» EXERCISE BRIEF
Transcribe the lines below exactly, beginning with the line that holds "like x=1210 y=688." and ending with the final line, both included. Pictures are to be left out.

» DATA TO USE

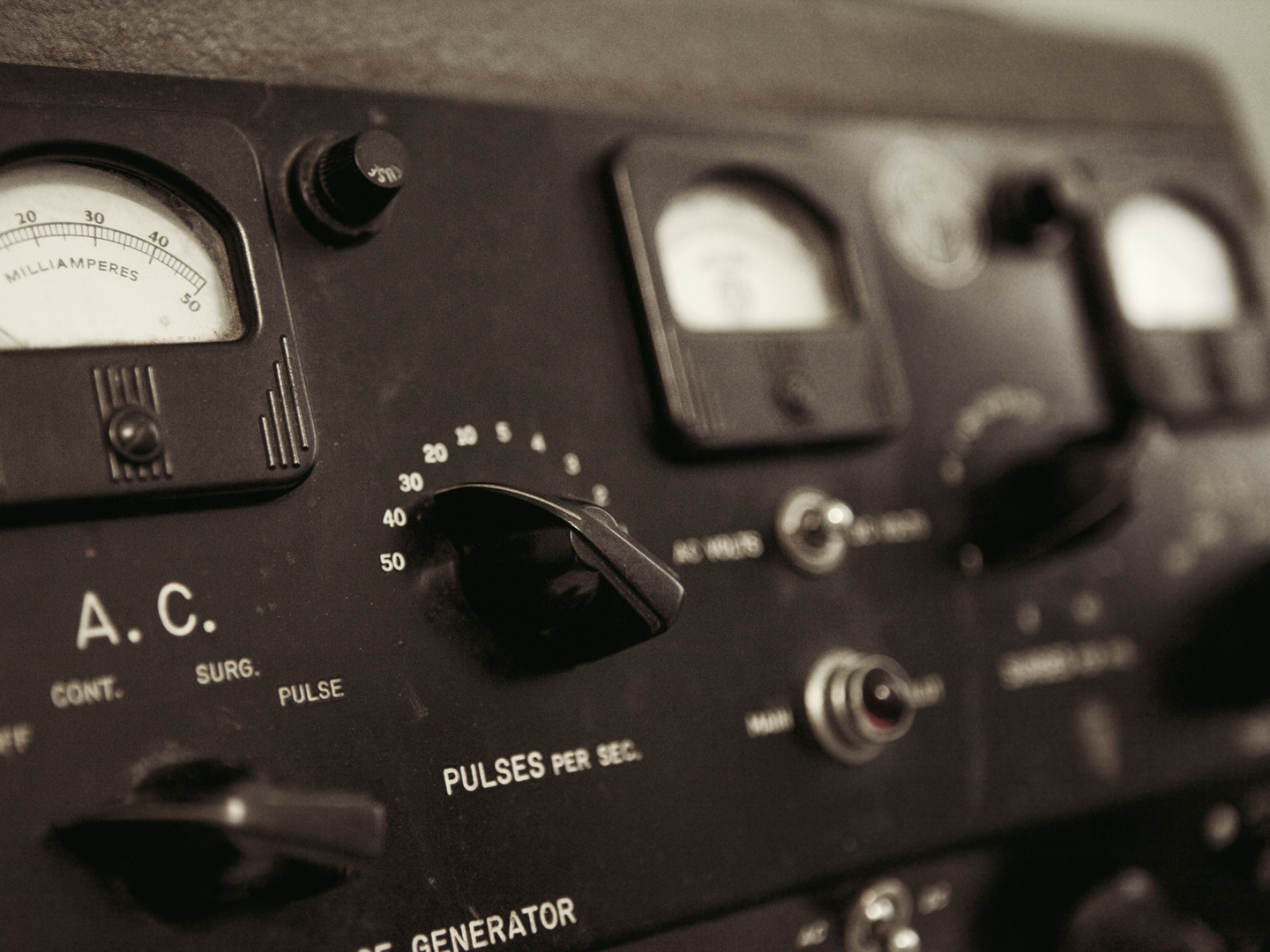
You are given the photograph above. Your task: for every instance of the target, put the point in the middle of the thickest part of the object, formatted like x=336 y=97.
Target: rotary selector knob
x=1044 y=504
x=811 y=530
x=857 y=703
x=197 y=837
x=348 y=185
x=556 y=576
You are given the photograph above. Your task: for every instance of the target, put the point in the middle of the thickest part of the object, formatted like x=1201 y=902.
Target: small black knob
x=556 y=576
x=135 y=435
x=358 y=176
x=344 y=188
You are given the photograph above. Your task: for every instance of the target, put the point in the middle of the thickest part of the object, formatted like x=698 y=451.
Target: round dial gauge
x=92 y=257
x=1171 y=268
x=929 y=208
x=743 y=258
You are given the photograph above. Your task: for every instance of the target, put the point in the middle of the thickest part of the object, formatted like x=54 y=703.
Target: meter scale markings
x=100 y=233
x=101 y=257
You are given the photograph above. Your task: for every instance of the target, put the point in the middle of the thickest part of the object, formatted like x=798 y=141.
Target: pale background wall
x=1233 y=34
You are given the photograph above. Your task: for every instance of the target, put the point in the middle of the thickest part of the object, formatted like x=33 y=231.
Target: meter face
x=739 y=258
x=93 y=257
x=1171 y=268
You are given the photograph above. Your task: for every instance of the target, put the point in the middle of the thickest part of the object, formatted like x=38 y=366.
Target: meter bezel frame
x=211 y=165
x=1192 y=376
x=646 y=175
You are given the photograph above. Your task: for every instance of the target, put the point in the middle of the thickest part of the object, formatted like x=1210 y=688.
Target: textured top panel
x=811 y=56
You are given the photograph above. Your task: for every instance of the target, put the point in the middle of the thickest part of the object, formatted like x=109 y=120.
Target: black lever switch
x=201 y=836
x=556 y=576
x=1044 y=504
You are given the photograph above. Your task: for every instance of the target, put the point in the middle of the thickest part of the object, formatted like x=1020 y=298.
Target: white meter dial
x=739 y=258
x=1171 y=268
x=92 y=257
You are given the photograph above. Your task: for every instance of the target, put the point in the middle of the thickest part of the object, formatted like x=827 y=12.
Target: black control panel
x=436 y=524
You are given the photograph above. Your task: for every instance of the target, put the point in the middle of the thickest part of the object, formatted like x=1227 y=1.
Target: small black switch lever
x=199 y=836
x=557 y=576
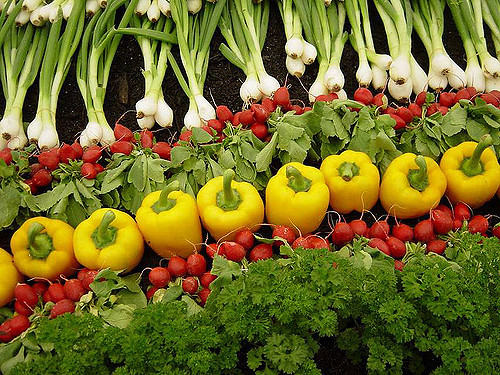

» FINAL ANSWER
You are given the photograph above. Your task: for every instance of the target, put the point in the middle of the thickest part of the object, formatted like x=1210 y=688.
Target: textured top panel
x=811 y=56
You are given the photograph above. Your task: for every instance of the target, put the point in the middle of the thickest part of the object, formatted like x=109 y=120.
Target: black lever switch
x=201 y=836
x=556 y=576
x=1044 y=504
You are given the photograph above. Your task: for every instance of the target, put the point in the middle of the thickest part of the object, formatted like x=1020 y=298.
Target: white meter dial
x=739 y=258
x=1171 y=268
x=92 y=257
You are given the photograph above. Your task: for every instance of the target, put the point in the middle of the thickest part of the object, formatted like x=827 y=12.
Target: black control panel
x=436 y=524
You are given the photograph above. Your task: for every instance of the target, put the point in the middle of the thickest part of the object, formatted like x=1227 y=1.
Target: small black switch lever
x=199 y=836
x=557 y=576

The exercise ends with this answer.